→ **Written problem**:
Pull every line of the listing below out word for word, leaving out the pictures.

--- Data shown ---

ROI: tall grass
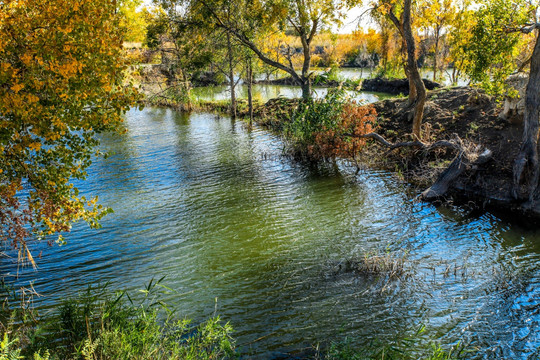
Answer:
[0,281,235,360]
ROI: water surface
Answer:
[0,108,540,359]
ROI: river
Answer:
[0,103,540,359]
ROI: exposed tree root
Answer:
[348,133,492,200]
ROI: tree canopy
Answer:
[0,0,136,263]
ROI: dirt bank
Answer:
[259,87,540,220]
[374,87,540,219]
[362,78,441,95]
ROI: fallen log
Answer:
[345,133,492,200]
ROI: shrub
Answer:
[285,88,377,159]
[0,281,235,360]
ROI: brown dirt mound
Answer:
[374,87,528,217]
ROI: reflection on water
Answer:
[191,85,389,103]
[0,108,540,359]
[192,68,467,103]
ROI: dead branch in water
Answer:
[346,133,492,200]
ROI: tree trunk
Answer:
[403,0,426,139]
[247,57,253,127]
[433,26,440,82]
[227,31,236,119]
[512,29,540,201]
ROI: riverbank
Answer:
[140,80,540,220]
[253,87,540,220]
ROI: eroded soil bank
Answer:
[259,87,540,220]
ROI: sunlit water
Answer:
[191,68,467,103]
[0,108,540,359]
[191,85,390,103]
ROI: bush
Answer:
[0,281,235,360]
[285,89,377,158]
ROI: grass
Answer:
[0,281,235,360]
[0,274,472,360]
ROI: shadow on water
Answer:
[0,108,540,359]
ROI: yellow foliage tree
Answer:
[0,0,137,264]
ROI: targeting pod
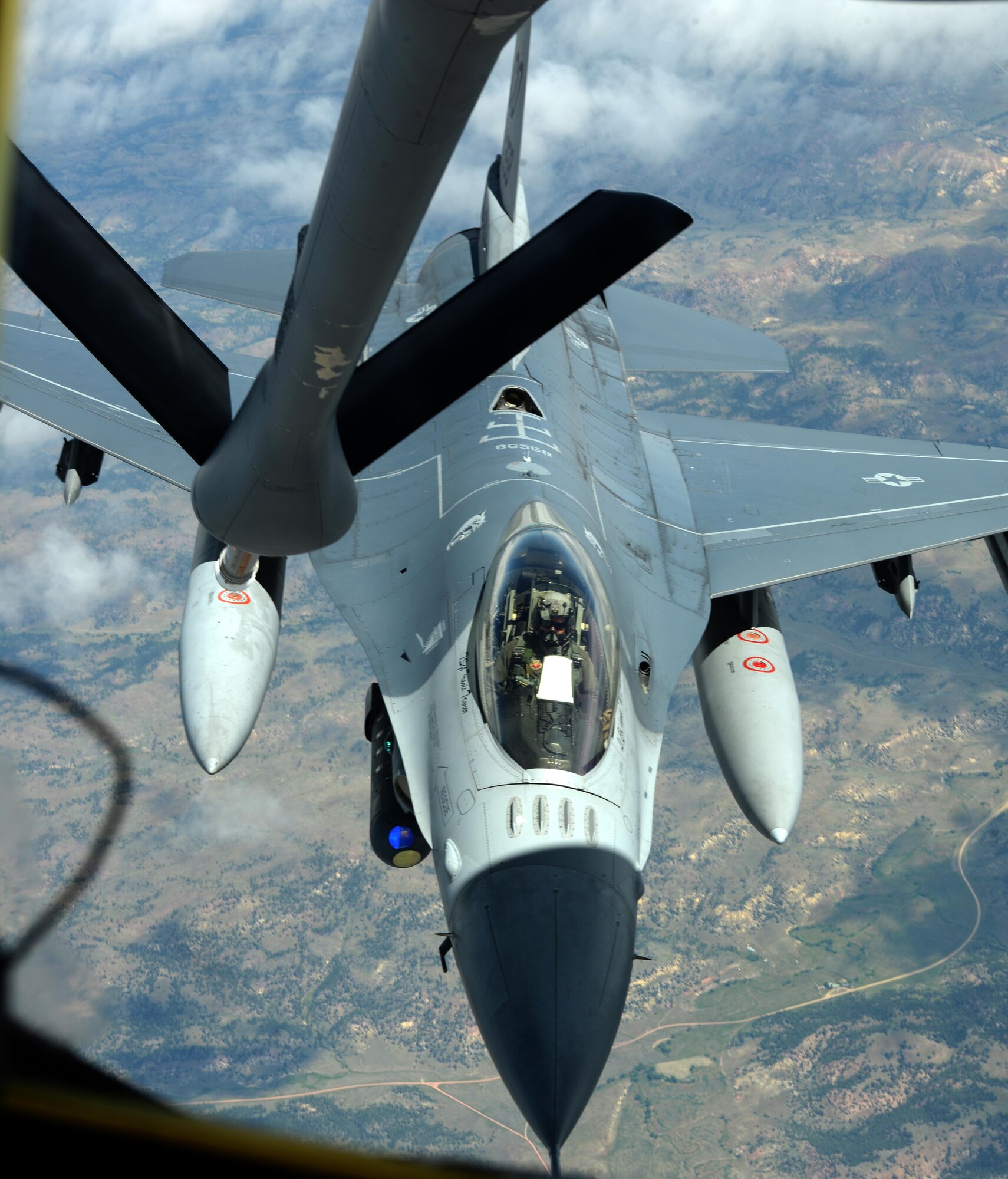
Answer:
[178,527,286,773]
[57,439,105,507]
[364,684,430,868]
[693,588,804,843]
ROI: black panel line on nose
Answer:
[549,889,560,1141]
[483,904,510,999]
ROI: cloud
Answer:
[0,406,62,479]
[0,525,158,625]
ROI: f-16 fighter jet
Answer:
[6,0,1008,1173]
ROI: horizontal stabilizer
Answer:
[7,140,231,462]
[606,286,791,373]
[162,250,297,315]
[337,191,692,475]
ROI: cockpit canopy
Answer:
[475,528,619,773]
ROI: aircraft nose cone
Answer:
[452,852,637,1155]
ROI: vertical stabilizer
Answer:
[480,17,532,274]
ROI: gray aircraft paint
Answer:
[192,0,541,555]
[9,0,1008,1162]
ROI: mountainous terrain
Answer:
[0,51,1008,1179]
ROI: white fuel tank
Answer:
[693,591,804,843]
[178,561,281,773]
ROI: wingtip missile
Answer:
[178,529,284,773]
[871,553,921,618]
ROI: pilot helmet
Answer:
[536,590,573,643]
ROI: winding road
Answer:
[178,802,1008,1172]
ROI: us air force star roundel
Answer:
[863,470,924,487]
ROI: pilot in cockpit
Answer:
[494,586,598,699]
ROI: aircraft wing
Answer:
[638,411,1008,598]
[0,311,263,489]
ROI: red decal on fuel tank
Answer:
[742,656,777,671]
[736,630,770,643]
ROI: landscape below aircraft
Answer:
[0,0,1008,1173]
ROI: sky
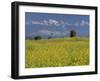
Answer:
[25,12,89,38]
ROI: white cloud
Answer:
[30,19,89,28]
[32,19,64,26]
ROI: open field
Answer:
[25,38,89,68]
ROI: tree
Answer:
[34,36,42,40]
[70,30,76,37]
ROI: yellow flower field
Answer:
[25,37,89,68]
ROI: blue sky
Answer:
[25,12,89,38]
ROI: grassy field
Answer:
[25,38,89,68]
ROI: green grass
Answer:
[25,37,89,68]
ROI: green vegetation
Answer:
[25,37,89,68]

---

→ **The result**:
ROI: tall grass
Answer:
[0,281,235,360]
ROI: water surface
Answer:
[0,108,540,359]
ROI: river
Answer:
[0,103,540,359]
ROI: exposed tree root
Answer:
[348,133,492,200]
ROI: tree canopy
Answer:
[0,0,136,263]
ROI: dirt bank
Answer:
[259,87,540,220]
[374,87,540,219]
[362,78,441,95]
ROI: fallen log
Answer:
[345,133,492,200]
ROI: shrub
Answer:
[285,88,377,159]
[0,281,235,360]
ROI: brown dirt mound
Answer:
[374,87,528,217]
ROI: reflection on water
Answer:
[191,85,389,103]
[0,108,540,359]
[192,68,467,103]
ROI: dead branch in water
Answer:
[346,133,492,200]
ROI: tree trunk
Answer:
[403,0,426,139]
[247,57,253,127]
[433,26,440,82]
[227,31,236,119]
[512,29,540,201]
ROI: riverbank
Answer:
[140,80,540,220]
[253,87,540,220]
ROI: eroded soil bank
Answer:
[259,87,540,220]
ROI: sunlit water
Answer:
[191,68,467,103]
[0,108,540,359]
[191,85,390,103]
ROI: bush
Answer:
[0,281,235,360]
[285,89,377,158]
ROI: grass
Answer:
[0,281,235,360]
[0,274,472,360]
ROI: shadow on water
Answer:
[0,108,540,359]
ROI: yellow foliage tree
Answer:
[0,0,137,264]
ROI: targeting pod
Answer:
[178,527,286,773]
[57,439,105,507]
[364,684,430,868]
[693,588,804,843]
ROI: black panel line on nose
Answer:
[549,889,560,1141]
[483,904,510,999]
ROI: cloud
Answer:
[0,406,62,479]
[0,525,158,625]
ROI: f-16 fighter jet
Answer:
[6,0,1008,1173]
ROI: horizontal stabilizer
Answer:
[7,140,231,462]
[606,286,791,373]
[162,250,297,315]
[337,191,692,475]
ROI: cockpit canopy
Answer:
[475,528,619,773]
ROI: aircraft nose cone
Answer:
[452,852,637,1155]
ROI: vertical stabilizer
Answer:
[480,17,532,274]
ROI: gray aircraft paint
Answer:
[192,0,541,555]
[9,0,1008,1162]
ROI: mountainous terrain
Answer:
[0,51,1008,1179]
ROI: white fuel tank
Answer:
[693,591,804,843]
[178,561,281,773]
ROI: wingtip missile
Answer:
[178,529,284,773]
[871,553,921,618]
ROI: pilot helmet
Answer:
[536,590,573,643]
ROI: winding road
Answer:
[178,802,1008,1172]
ROI: us air force star roundel
Answer:
[863,470,924,487]
ROI: pilot in cockpit
Answer:
[494,586,598,699]
ROI: aircraft wing
Answer:
[638,411,1008,598]
[0,311,263,489]
ROI: red decal on fuel tank
Answer:
[742,656,777,671]
[736,630,770,643]
ROI: landscape below aircraft
Answer:
[0,0,1008,1173]
ROI: sky
Answer:
[25,12,89,38]
ROI: white cloud
Answer:
[30,19,89,28]
[32,19,64,26]
ROI: open field
Answer:
[25,38,89,68]
ROI: tree
Answer:
[34,36,42,40]
[70,30,76,37]
ROI: yellow flower field
Answer:
[25,37,89,68]
ROI: blue sky
Answer:
[25,12,89,38]
ROI: grassy field
Answer:
[25,38,89,68]
ROI: green grass
Answer:
[25,37,89,68]
ROI: green vegetation
Answer:
[25,37,89,68]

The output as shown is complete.